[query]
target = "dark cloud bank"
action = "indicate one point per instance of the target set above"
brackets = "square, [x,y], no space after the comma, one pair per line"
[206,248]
++++++++++
PROBLEM DETAILS:
Each line of the listing is to be duplicated exactly as it appears.

SOLUTION FOR THIS PROBLEM:
[query]
target = "dark cloud bank"
action = "indicate one point per instance of the target set above"
brackets = "square, [x,y], no space after the comma, one pair per line"
[206,248]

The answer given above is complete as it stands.